------ Leestekst ------

De Unie van Kalmar, die was ontworpen voor vrede en veiligheid, was in werkelijkheid een orgie van broederoorlogen geworden. De Unie had een waardig ideaal gehad. Het Margareta’s project, mogelijk als genereuze uitleg, dat niet alleen over macht ging maar ook geïnspireerd was door een idee voor Scandinavië: dat de mensen van het noorden elkaar moesten verdedigen en samen moesten optrekken. Dat soort denken was eeuwenlang noodzakelijk geweest. De Vikingkoninkrijken hadden best samen iets kunnen bereiken als ze elkaar niet constant hadden bevochten. Er hadden eerder visioenen bestaan van samengaan, al waren die misschien niet direct idealistisch die van Knoet de Grote in Denemarken en Harald Hardrada van Noorwegen. Ongetwijfeld had Magnus Eriksson, terwijl hij koning was van Zweden, Noorwegen en Skåne en zich erop voorstond dat hij de drager was van ‘drie kronen’, zichzelf in de verte gezien als keizer van Scandinavië. Maar deze meest serieuze poging in de Scandinavische geschiedenis om dit idee te verwezenlijken, mislukte. Het idee zelf bleef echter bestaan. Het kwam in de negentiende eeuw terug, vermomd als ‘scandinavisme’, opnieuw een geval van mislukt idealisme, en opnieuw in de twintigste eeuw in verschillende ontwerpen voor politieke en economische unies, minder ambitieus maar uiteindelijk wel met enig succes. 

De handel op de Noordzee  

Rond 1500 trok de haring weg uit Deense wateren en verplaatste zich noordwaarts langs de Zweedse en Noorse kust om zich daarna diep in de Noordzee te vestigen. Dit was een slecht voorteken voor zowel Denen als Duitsers en voor hun ongemakkelijke verbond. Niet alleen verloren ze de belangrijkste bron waarop hun samenwerking was gebaseerd, diezelfde bron viel nu in handen van hun rivalen. De Scandinaviërs hadden niet de capaciteit om achter de haring aan te gaan, de zee op, maar anderen wel. De Hollanders en de Engelsen konden met hun robuuste schepen binnenhalen wat buiten bereik van de Scandinaviërs lag en ze deden de haring al op zee in vaten. Ze hadden inmiddels de beschikking over een nieuwe toevoer van zout uit Spaanse en Franse moerassen, en daar kwam meer van dan van het Duitse zout.

------ Invoerrijen ------

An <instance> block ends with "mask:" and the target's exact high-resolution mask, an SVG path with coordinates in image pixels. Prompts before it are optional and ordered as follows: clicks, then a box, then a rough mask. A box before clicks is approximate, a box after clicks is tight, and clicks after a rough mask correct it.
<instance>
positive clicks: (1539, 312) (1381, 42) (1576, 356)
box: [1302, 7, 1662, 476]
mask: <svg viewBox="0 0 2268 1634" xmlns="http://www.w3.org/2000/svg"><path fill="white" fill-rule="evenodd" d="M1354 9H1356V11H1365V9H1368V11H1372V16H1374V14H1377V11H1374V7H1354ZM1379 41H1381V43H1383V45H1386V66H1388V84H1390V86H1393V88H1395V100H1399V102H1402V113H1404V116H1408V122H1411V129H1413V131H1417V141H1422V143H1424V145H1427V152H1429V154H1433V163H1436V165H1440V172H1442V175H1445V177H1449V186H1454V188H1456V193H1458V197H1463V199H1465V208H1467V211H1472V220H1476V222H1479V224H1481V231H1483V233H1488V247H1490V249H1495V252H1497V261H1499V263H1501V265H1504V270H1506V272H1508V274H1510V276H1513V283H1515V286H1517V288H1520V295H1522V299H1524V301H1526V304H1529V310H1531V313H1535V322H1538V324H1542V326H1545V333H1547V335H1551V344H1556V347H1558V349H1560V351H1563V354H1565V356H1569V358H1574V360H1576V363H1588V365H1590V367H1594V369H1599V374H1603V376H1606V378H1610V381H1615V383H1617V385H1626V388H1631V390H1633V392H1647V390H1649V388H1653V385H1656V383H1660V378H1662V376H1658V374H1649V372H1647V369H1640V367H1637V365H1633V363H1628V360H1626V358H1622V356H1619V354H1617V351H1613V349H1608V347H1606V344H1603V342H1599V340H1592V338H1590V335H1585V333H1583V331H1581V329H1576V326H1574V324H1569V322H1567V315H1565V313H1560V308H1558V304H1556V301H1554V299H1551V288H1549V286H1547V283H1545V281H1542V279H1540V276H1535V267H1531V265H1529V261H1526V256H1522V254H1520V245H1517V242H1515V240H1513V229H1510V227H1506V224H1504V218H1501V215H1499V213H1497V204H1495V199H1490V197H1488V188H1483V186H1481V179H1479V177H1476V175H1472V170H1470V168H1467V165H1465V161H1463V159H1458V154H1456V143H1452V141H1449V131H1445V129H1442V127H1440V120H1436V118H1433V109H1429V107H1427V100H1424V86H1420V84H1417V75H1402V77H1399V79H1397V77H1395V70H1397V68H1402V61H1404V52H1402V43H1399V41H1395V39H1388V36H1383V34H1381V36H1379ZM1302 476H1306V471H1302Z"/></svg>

------

# Opdracht 1
Som alle rijen op waarin de string "instance" voorkomt, en neem ze letterlijk over. Hoofdletters en kleine letters tellen mee.
# Opdracht 2
Zet de leestekst over de Unie van Kalmar en de haringhandel voort, te beginnen na de laatste zin.

# Resultaat 1
An <instance> block ends with "mask:" and the target's exact high-resolution mask, an SVG path with coordinates in image pixels. Prompts before it are optional and ordered as follows: clicks, then a box, then a rough mask. A box before clicks is approximate, a box after clicks is tight, and clicks after a rough mask correct it.
<instance>

# Resultaat 2
De opkomst van de Hollanders en de Engelsen betekende de neergang van de Duitse Hanze. Met hun betere schepen konden ze direct in de Oostzee zelf handeldrijven en goederen als graan, ijzer, koper, hout en teer meenemen rondom Denemarken. De Hanze had ook met schepen in het Oostzeegebied gewerkt, maar hun goederen over land en via rivieren naar de markten gebracht. Het had in de jaren 1390 een kanaal gegraven van Lübeck naar Hamburg om hun route te verbeteren, maar het uitladen en weer inladen in combinatie met de beperkte ruimte in binnen- schepen werd nu ingehaald door betere schepen. De Duitsers kregen een koekje van eigen deeg en stonden plotseling tegenover meer kapitaal en betere technologie. De Scandinaviërs namen de zaken over die de Duitsers ontglipten. De Hanze had gebloeid met zijn monopolies. De handelaren uit de Lage Landen waren echter agressieve concurrenten. ‘Kapitalisme,’ aldus de Deense historicus Alex Wittendorff, ‘kwam nu op in West-Europa.” Scandinavië ging een heel andere rol spelen, zonder de Hanze, met het opnieuw uitgevonden Denemarken en Zweden.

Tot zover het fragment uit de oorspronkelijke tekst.